* Exercise
Word for word, write out the entries that follow, omitting all pictures.

* Record set
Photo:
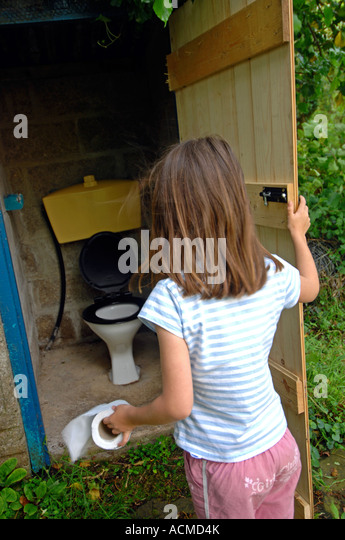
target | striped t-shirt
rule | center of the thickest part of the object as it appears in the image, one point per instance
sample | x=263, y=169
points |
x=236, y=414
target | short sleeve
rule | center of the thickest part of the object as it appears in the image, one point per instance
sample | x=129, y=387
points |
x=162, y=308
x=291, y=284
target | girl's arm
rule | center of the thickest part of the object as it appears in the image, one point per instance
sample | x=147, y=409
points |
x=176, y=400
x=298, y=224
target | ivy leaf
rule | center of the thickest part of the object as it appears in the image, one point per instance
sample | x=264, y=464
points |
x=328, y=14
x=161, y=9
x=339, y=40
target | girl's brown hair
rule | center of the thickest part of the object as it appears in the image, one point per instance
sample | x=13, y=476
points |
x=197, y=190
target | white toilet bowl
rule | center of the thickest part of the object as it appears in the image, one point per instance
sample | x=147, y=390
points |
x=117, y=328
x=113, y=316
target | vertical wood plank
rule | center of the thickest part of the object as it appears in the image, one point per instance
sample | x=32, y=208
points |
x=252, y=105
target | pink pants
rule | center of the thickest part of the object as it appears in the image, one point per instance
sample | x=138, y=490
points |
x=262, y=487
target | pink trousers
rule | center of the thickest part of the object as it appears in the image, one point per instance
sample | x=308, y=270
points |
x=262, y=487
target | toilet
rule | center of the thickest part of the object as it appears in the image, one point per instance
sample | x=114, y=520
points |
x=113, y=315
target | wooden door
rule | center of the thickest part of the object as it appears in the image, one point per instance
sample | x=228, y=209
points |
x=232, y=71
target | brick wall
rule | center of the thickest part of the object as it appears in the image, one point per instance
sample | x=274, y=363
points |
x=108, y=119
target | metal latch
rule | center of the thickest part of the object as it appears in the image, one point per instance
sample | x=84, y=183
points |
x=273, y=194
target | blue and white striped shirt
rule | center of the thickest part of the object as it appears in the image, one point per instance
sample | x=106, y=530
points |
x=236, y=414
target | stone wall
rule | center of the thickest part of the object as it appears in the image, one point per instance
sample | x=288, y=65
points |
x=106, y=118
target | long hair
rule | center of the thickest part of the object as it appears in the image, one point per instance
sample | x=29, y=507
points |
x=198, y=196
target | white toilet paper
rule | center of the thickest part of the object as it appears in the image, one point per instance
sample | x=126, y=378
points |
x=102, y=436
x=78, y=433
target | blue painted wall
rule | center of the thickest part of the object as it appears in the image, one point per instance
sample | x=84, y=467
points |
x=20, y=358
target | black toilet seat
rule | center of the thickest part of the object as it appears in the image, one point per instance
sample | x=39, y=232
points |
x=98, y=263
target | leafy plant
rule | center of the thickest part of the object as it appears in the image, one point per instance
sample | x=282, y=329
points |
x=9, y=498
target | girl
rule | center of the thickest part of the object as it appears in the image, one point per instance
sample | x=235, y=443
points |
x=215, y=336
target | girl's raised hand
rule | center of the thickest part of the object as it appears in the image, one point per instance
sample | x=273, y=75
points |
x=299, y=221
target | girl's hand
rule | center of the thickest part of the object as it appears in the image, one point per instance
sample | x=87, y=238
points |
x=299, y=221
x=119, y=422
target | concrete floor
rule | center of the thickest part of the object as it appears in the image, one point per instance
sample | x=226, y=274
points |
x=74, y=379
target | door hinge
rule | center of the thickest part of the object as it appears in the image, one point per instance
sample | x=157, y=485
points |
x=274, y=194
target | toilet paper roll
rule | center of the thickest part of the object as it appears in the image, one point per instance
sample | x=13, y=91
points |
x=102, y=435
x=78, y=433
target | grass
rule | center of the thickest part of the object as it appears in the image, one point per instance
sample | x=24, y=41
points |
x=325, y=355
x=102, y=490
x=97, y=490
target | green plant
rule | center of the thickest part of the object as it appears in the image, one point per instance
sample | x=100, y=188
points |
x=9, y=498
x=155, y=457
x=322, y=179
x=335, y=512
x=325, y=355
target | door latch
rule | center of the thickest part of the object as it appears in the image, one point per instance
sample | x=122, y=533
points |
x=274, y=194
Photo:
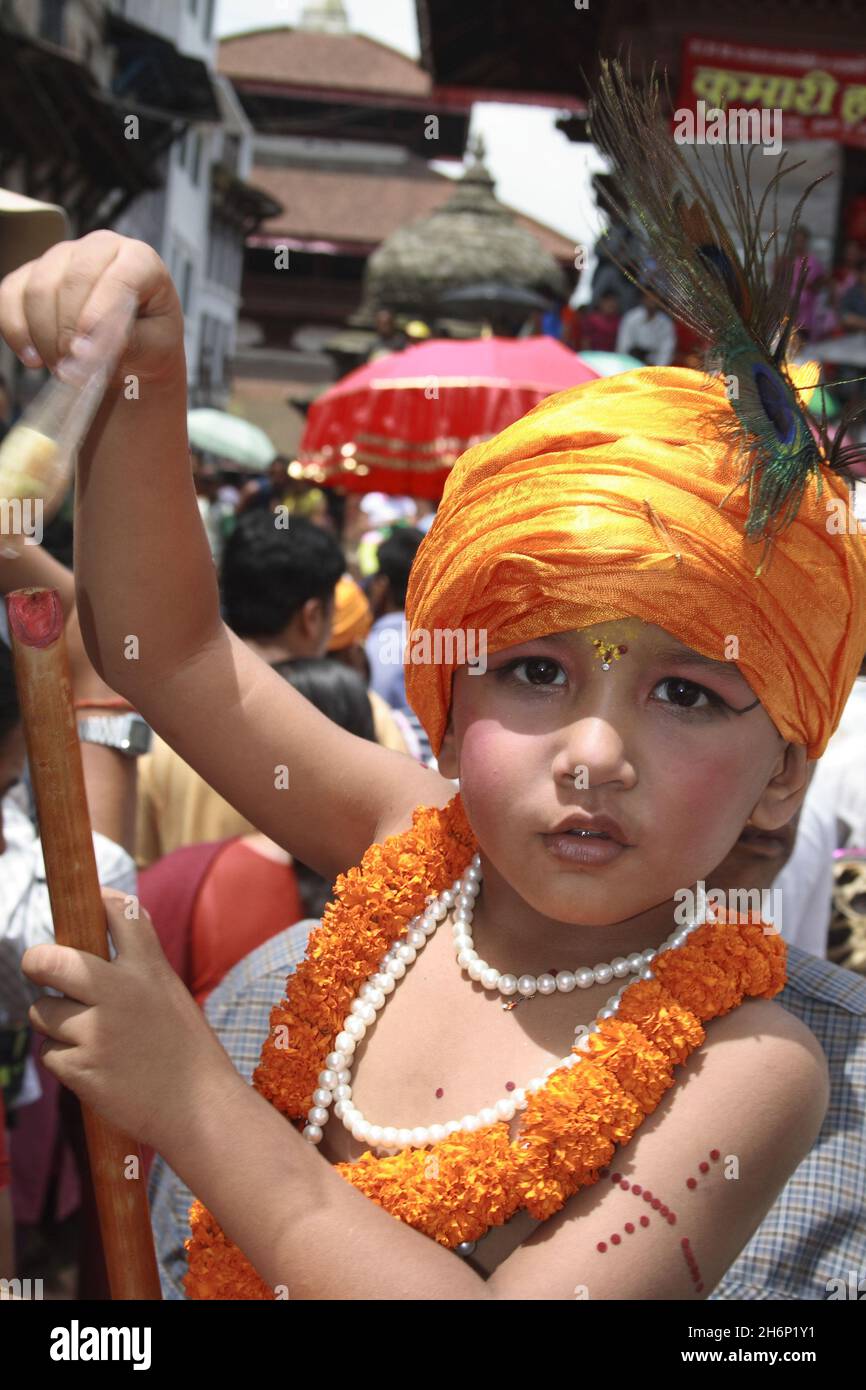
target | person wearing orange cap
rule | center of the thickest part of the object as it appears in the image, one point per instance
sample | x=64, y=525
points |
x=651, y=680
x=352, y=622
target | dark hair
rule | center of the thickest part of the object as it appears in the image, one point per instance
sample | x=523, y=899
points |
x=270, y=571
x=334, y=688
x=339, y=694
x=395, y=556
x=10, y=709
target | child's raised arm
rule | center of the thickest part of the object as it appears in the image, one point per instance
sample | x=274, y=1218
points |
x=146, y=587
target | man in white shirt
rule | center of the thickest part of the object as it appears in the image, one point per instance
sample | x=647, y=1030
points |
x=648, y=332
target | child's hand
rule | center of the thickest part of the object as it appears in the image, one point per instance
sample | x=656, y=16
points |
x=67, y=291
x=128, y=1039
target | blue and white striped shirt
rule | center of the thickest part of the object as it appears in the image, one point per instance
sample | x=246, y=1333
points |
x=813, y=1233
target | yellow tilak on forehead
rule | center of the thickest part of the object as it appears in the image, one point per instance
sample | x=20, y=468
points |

* Exercise output
Photo:
target | striped t-shirt
rule | center of the thickest part of the object as it appears in the image, one point per instance
sample | x=263, y=169
points |
x=236, y=414
target | short sleeve
rule | center of the thickest part of the object as it appears in the image, one point per instance
sample | x=129, y=387
points |
x=162, y=308
x=291, y=284
target | girl's arm
rule | center of the thickest part of the object as it appears in the image, one point per instance
sample | x=147, y=409
points |
x=176, y=400
x=298, y=224
target | ivy leaf
rule | center of the thickest part of the object as it appears in the image, one point per instance
sample | x=264, y=464
points |
x=328, y=14
x=161, y=9
x=339, y=40
target | girl's brown hair
rule | center of the thickest part of the object as it appears in the image, one point per instance
sample | x=13, y=476
points |
x=197, y=190
target | white toilet bowl
rule | center of the thickest part of the object as it appears in the image, one point per instance
sample | x=147, y=390
points |
x=117, y=328
x=113, y=316
target | vertical wood plank
rule | center of the thickest part of the object as it appears in the image, one point per instance
sample | x=32, y=208
points |
x=252, y=105
target | pink pants
rule | center of the thickest part of the object as it appears in the image, one point per instance
sample | x=138, y=490
points |
x=262, y=487
target | pink trousers
rule | center of the thickest part of the object as it appears in the image, one point per instance
sample | x=308, y=270
points |
x=262, y=487
target | toilet
rule | center of the thickest part of the object as it appears in the image, one point per instance
sample | x=114, y=520
points |
x=113, y=315
target | wooden door
rule | center of the thickest part of the object as it appears in the image, one point per instance
sample | x=228, y=209
points |
x=232, y=71
target | brick wall
rule | center of the thickest part of the object as it appears in the image, one point per instance
sample | x=274, y=363
points |
x=108, y=119
target | metal latch
rule | center of the thickest part of the object as it appears in the image, one point per instance
sample | x=84, y=183
points |
x=273, y=194
target | blue and white striped shirt
rule | center of the thickest part of the object as it appears in the image, one point per instance
sample | x=106, y=530
points |
x=236, y=414
target | stone wall
rule | center of the thickest part of the object as it appears in the image, one point per instance
sample | x=288, y=65
points |
x=106, y=118
target | long hair
rule | center of the thickest part of the object as it appears in the image, one point per instance
sample | x=29, y=507
points |
x=198, y=196
target | white toilet paper
rule | center of the thickest part of the object as it appears in the image, one point per instance
sample | x=126, y=378
points |
x=102, y=436
x=78, y=433
target | blue painted wall
rule | center of the thickest part of the object as it appears in the image, one point per instance
sample | x=84, y=467
points |
x=20, y=358
target | black toilet seat
rule | center of the thickest part of the object as it appears in the image, one point per instance
sample | x=39, y=232
points |
x=98, y=263
target | leafy plant
rule | center of the thickest part of the object as it appears in the image, one point per instance
sample | x=282, y=329
points |
x=9, y=498
target | girl
rule | center of the thickest part of the object as it appears in the image, one point per instance
sample | x=235, y=443
points |
x=215, y=336
target | girl's raised hand
rule | center of the thickest part of the object as it appears in the image, one point per instance
sample | x=273, y=75
points |
x=299, y=221
target | girl's hand
rule | center of the thickest part of the object as it appears in the image, one point per instance
sample | x=87, y=238
points |
x=299, y=221
x=119, y=422
target | concrete floor
rule | center of the thickest part of the object as it appears in the image, one point per instance
sample | x=226, y=274
points |
x=74, y=379
target | door hinge
rule | center of the thickest part of the object as it appears in the image, one point per instance
sample | x=157, y=485
points |
x=274, y=194
target | toilet paper roll
rule | center of the thickest part of the object as it appears in the image, one point per instance
sample | x=13, y=91
points |
x=102, y=435
x=78, y=433
target | grass
rule | center of the thickest part of the object as it appears in the image, one point per instance
sample | x=24, y=41
points |
x=325, y=355
x=102, y=490
x=97, y=490
target | green plant
rule | center of the thickest part of the object as it appears in the image, one point per instance
sample | x=100, y=188
points |
x=9, y=498
x=155, y=457
x=322, y=179
x=335, y=512
x=325, y=355
target | door latch
rule | center of the thickest part of the object as it appears in the image, one point per instance
sample | x=122, y=533
points |
x=274, y=194
Photo:
target | person wearing orange cap
rule | center of the thickest part of the object as it appears in the image, one point per instance
sample | x=64, y=525
points |
x=651, y=680
x=352, y=622
target | dark hair
rule | center of the thickest part of the object as it appears in the image, one point per instance
sample | x=523, y=899
points |
x=270, y=571
x=334, y=688
x=339, y=694
x=395, y=556
x=10, y=709
target | child's raised arm
rule | center of the thickest part of the object as it appears in the image, one point per instance
sample | x=274, y=1218
points |
x=146, y=587
target | man in white shirt
rule | center of the thickest part of the object as it appears in the image, one point per instance
sample | x=647, y=1030
points |
x=648, y=332
target | child's hand
rule | center of the thickest part of the object as it appears in the image, one point per instance
sample | x=656, y=16
points |
x=67, y=291
x=128, y=1039
target | blue and white striped shirt
rule | center of the thickest part of the object as it appears in the image, one point per instance
sample | x=246, y=1333
points |
x=813, y=1233
target | yellow tilak on forehead
rule | center of the thickest part of the object as it appears in the image, one point per instance
sample | x=20, y=468
points |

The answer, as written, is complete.